This person is being born again.

That may be why Jesus was so stunned that being “born again” was a new concept to a scholar like Nicodemus. Anyone at the temple constantly saw people who shaved themselves bald, washed, and put on fresh clothes in order to become “clean.” How did he miss that?

Next, the person being cleansed is sprinkled in the blood of the sacrifice (Lev. 14:6-7, 14). Cleansing requires forgiveness (Lev. 4:31).

Lastly, they are anointed with oil (Lev. 14:15-18).

Or, as Peter summarized it for his Jewish audience who had just become aware of their sin,

“Repent and be baptized, every one of you, in the name of Jesus Christ for the forgiveness of your sins. And you will receive the gift of the Holy Spirit” (Acts 2:38).

In the face of all they’d done, Peter is telling them how to make their heart clean: confess, experience the washing of rebirth, find forgiveness in the blood of the Lamb, and let the anointing of the Holy Spirit do a new work of creation in you.

In Christ, our heart is clean because the Holy Spirit makes it entirely new.

As Ezekiel prophesied, God puts his Spirit in us, and this gives us a new heart (Ezek. 36:26-27). God does a new work of creation in us (2 Cor. 4:6), and we become a new creation, “The old has gone, the new has come” (2 Cor. 5:17). And this new heart, sprinkled by the blood of the Lamb, is clean (Heb. 10:22).

But we need to keep going and ask why we become clean. What’s the reason? Is it just for the sake of being clean—so we can feel better about ourselves? Or is it so that we can be good boys and girls? To be sure, if you make the tree good, it will bear good fruit (Mt. 7:17-18). These may be the features and benefits of Christianity, but they are not the purpose. It can get lost in all the details, but the goal of the Old Testament sacrificial system was fellowship with God. That which is holy cannot come into contact with that which is unclean. But we have a holy God who wants to dwell with his people (Lev. 15:31).

▶ [To do]
• 1. In the text on cleansing, what does it name as the goal of the Old Testament sacrificial system?
• 2. Reproduce the records verbatim, from their first line through the line that contains "[(258, 277)]", including both ends and leaving out the pictures.

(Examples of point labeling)
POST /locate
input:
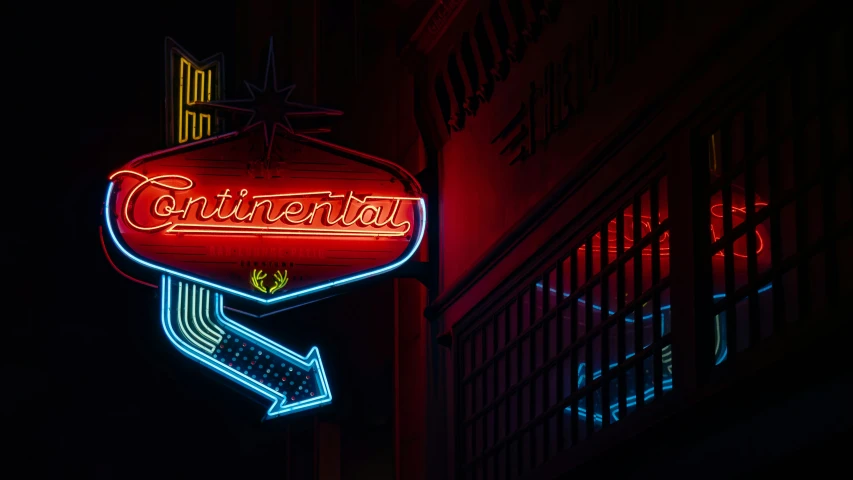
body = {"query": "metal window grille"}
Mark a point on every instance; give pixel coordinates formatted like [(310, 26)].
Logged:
[(779, 189), (578, 349)]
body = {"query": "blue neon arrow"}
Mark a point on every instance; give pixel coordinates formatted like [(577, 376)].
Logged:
[(292, 382)]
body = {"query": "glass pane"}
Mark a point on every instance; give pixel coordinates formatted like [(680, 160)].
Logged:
[(666, 320), (567, 277)]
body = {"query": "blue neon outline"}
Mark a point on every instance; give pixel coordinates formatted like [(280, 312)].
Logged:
[(280, 405), (413, 247)]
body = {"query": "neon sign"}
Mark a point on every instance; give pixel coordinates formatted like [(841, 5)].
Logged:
[(190, 82), (196, 212), (262, 215), (327, 215)]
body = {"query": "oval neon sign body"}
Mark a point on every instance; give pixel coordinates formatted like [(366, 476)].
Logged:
[(315, 217)]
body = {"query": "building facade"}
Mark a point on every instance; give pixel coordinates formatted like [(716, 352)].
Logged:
[(635, 207)]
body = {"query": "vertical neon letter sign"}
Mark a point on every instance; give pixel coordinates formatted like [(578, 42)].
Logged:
[(313, 217)]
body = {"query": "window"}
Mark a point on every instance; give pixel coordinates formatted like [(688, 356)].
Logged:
[(780, 203), (578, 348)]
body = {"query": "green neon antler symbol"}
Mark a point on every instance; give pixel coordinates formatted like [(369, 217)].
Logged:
[(258, 277)]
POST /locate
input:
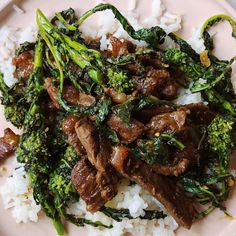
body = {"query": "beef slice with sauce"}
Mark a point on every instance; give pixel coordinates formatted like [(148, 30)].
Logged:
[(68, 127), (153, 80), (70, 94), (8, 143), (200, 113), (182, 161), (144, 115), (173, 121), (24, 64), (161, 187), (97, 148), (127, 132), (94, 187)]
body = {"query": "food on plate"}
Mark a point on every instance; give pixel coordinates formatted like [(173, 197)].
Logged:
[(95, 118), (8, 143)]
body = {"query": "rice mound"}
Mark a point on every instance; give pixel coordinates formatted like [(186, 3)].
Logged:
[(17, 193)]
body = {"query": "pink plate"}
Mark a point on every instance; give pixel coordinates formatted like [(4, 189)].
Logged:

▶ [Responses per task]
• 1. Fellowship with God.

• 2.
POST /locate
input:
body = {"query": "metal window grille"}
Mark a point on every instance; give pixel coordinates formatted like [(310, 26)].
Logged:
[(779, 189), (578, 349)]
body = {"query": "blue neon arrow"}
Mark a point on every instance; give pixel coordinates formatted like [(577, 376)].
Logged:
[(292, 382)]
body = {"query": "glass pane"}
Mark a point on every instance; give pixel coordinates formatted like [(680, 160)].
Logged:
[(666, 320), (567, 277)]
body = {"query": "blue neon outline"}
Mark a point on every instance; give pixel coordinates formatted like [(280, 312)].
Logged:
[(280, 405), (413, 247)]
body = {"query": "neon sign"}
Mark a point on every instance; give pixel coordinates formatted like [(841, 5)].
Logged:
[(190, 82), (196, 212), (262, 215), (327, 215)]
body = {"query": "oval neon sign body"}
Mark a point on every instance; give pixel coordinates formatted like [(366, 476)].
Logged:
[(315, 217)]
body = {"query": "building facade"}
Mark a point on every instance; give pixel coordinates formatted like [(716, 352)].
Logged:
[(635, 207)]
body = {"query": "vertical neon letter sign"}
Mark a point on every instance; give pixel coordinates formatted like [(578, 42)].
Logged:
[(313, 217)]
body = {"query": "window"}
Mark a point on every instance; give pixel coordinates formatted like [(688, 356)].
Logged:
[(780, 203), (578, 348)]
body = {"query": "green neon antler symbol"}
Mark a point on every instance; give pixel coordinates formatted like [(369, 217)].
Logged:
[(258, 277)]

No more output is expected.